■ **Requirements**: Rewrite every item below with "pointer" changed to "locator" wherever it occurs and nothing else altered. Omit the pictures.

■ **Records provided**:
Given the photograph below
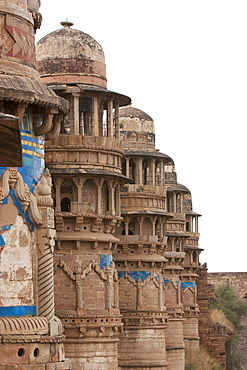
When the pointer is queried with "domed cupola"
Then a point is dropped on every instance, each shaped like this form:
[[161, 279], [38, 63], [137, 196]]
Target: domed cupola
[[136, 129], [71, 56]]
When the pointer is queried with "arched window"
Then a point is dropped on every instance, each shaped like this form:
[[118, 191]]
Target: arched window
[[85, 116], [65, 205], [194, 256], [89, 196], [105, 198]]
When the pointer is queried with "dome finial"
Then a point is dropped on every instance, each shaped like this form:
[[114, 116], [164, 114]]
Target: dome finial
[[66, 24]]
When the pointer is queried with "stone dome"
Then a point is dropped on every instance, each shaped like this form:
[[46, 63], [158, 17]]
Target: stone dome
[[136, 128], [133, 119], [71, 56]]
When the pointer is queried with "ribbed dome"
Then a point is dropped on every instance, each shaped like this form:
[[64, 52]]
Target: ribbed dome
[[135, 119], [71, 56], [136, 128]]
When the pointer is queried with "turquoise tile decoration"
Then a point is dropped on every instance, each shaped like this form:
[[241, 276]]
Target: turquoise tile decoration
[[2, 242], [18, 311], [166, 281], [20, 211], [33, 163], [135, 275], [105, 261], [191, 284]]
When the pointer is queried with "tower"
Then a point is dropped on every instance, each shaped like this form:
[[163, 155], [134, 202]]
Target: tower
[[139, 256], [30, 333], [85, 163]]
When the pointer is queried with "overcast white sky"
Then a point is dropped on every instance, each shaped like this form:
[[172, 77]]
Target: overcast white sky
[[183, 62]]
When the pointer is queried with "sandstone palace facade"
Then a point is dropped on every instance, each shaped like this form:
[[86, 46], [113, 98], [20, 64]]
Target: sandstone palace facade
[[99, 252]]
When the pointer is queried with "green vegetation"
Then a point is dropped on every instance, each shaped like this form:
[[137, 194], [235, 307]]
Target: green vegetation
[[235, 309], [199, 359]]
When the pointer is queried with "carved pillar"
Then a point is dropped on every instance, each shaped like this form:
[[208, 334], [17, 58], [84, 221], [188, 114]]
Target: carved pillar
[[95, 117], [45, 236], [140, 220], [117, 119], [110, 118], [127, 161], [76, 114], [57, 183], [109, 288], [111, 197], [139, 295], [117, 194], [140, 161], [152, 172]]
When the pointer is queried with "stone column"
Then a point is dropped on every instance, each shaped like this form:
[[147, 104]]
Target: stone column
[[175, 202], [117, 119], [95, 117], [153, 172], [110, 118], [127, 161], [76, 114], [58, 182], [117, 194], [140, 161]]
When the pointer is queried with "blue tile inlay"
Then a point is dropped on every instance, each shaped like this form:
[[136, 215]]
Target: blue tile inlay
[[157, 277], [2, 242], [20, 211], [18, 311], [33, 163], [105, 260], [166, 281], [5, 227], [188, 283], [31, 139], [142, 275], [135, 275], [120, 274]]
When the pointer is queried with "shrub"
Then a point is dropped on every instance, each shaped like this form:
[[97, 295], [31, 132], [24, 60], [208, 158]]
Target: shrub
[[200, 359]]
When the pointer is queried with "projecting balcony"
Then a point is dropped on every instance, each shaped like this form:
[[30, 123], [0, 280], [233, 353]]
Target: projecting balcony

■ **Result for this exercise**:
Given the photograph below
When the locator is queried with "domed cupola"
Then a point is dropped on every instance, each shaped like this form:
[[161, 279], [38, 63], [137, 196]]
Target: domed cupola
[[136, 129], [71, 56]]
When the locator is queried with "arched window"
Then a point is dropped on every instance, each shaped like this form:
[[118, 191]]
Target: arched window
[[85, 116], [65, 205], [194, 256], [89, 196], [105, 198]]
When the locator is queried with "dome finial"
Then a point is dropped on every instance, each shaped like this form:
[[114, 116], [164, 114]]
Target: dome finial
[[66, 24]]
When the locator is queried with "stone dome"
Then a point is dropped on every instance, each shaped like this form:
[[46, 63], [158, 17]]
Target: stone dome
[[136, 128], [133, 119], [71, 56]]
When the locator is queried with "ribbed dome"
Then a point is dropped on every instance, each shaped like this form:
[[64, 52]]
Target: ribbed dome
[[135, 119], [71, 56], [136, 128]]
When the locator is queried with "turquoise tile decoration"
Then a point is dropped on every instance, each shaped like this form:
[[241, 276]]
Target: turquoise tile decoration
[[2, 242], [18, 311], [166, 281], [20, 211], [33, 163], [135, 275], [105, 261], [191, 284]]
When the locator is queried with "tower"
Then a point is dropped on every instance, each shaped like this form:
[[163, 155], [134, 202]]
Target: tower
[[139, 256], [30, 333], [85, 163]]
When the locator is queried with "overcast white sky"
Then a point is dropped on every instance, each shaped like this form:
[[172, 77]]
Target: overcast white sky
[[183, 62]]
When the locator is queried with "sandstone palace facade"
Then a point is dropped on every instance, each shaped like this form:
[[86, 46], [113, 98], [20, 64]]
Target: sandstone palace facade
[[99, 252]]
When the locator is queried with "green vegetation"
Then a point is dropped on every instance, each shaped like this form:
[[137, 194], [235, 307]]
Target: green vegetation
[[235, 309], [199, 359]]
When the locator is queried with "carved pillar"
Then a point is dropped on every instance, each shaped like this form:
[[208, 334], [17, 58], [84, 221], [188, 114]]
Target: carved pillar
[[95, 117], [45, 236], [140, 220], [117, 119], [110, 118], [127, 161], [76, 114], [57, 183], [109, 288], [111, 197], [139, 295], [117, 194], [140, 161], [152, 172]]
When the locator is queried with "stone column"
Then a point is dropped on every instance, each shaped like this form:
[[147, 104]]
Target: stone column
[[175, 202], [117, 119], [95, 117], [153, 172], [110, 118], [127, 161], [76, 114], [58, 182], [117, 194], [140, 161]]
When the locator is queried with "blue tile inlay"
Then a point is dropped on every instance, each shaped like this form:
[[136, 215]]
Target: blue tile inlay
[[157, 277], [2, 242], [20, 211], [18, 311], [33, 163], [105, 260], [166, 281], [5, 227], [188, 283], [31, 139], [142, 275], [135, 275], [120, 274]]
When the locator is queried with "shrub"
Then a point is dropped on every instance, each shaped like this form:
[[97, 295], [31, 132], [24, 60], [208, 158]]
Target: shrub
[[200, 359]]
When the locator is queried with "projecting balcony"
Then a point is dropped on every instance, each shaped like this form:
[[30, 123], [0, 280], [233, 353]]
Target: projecting balcony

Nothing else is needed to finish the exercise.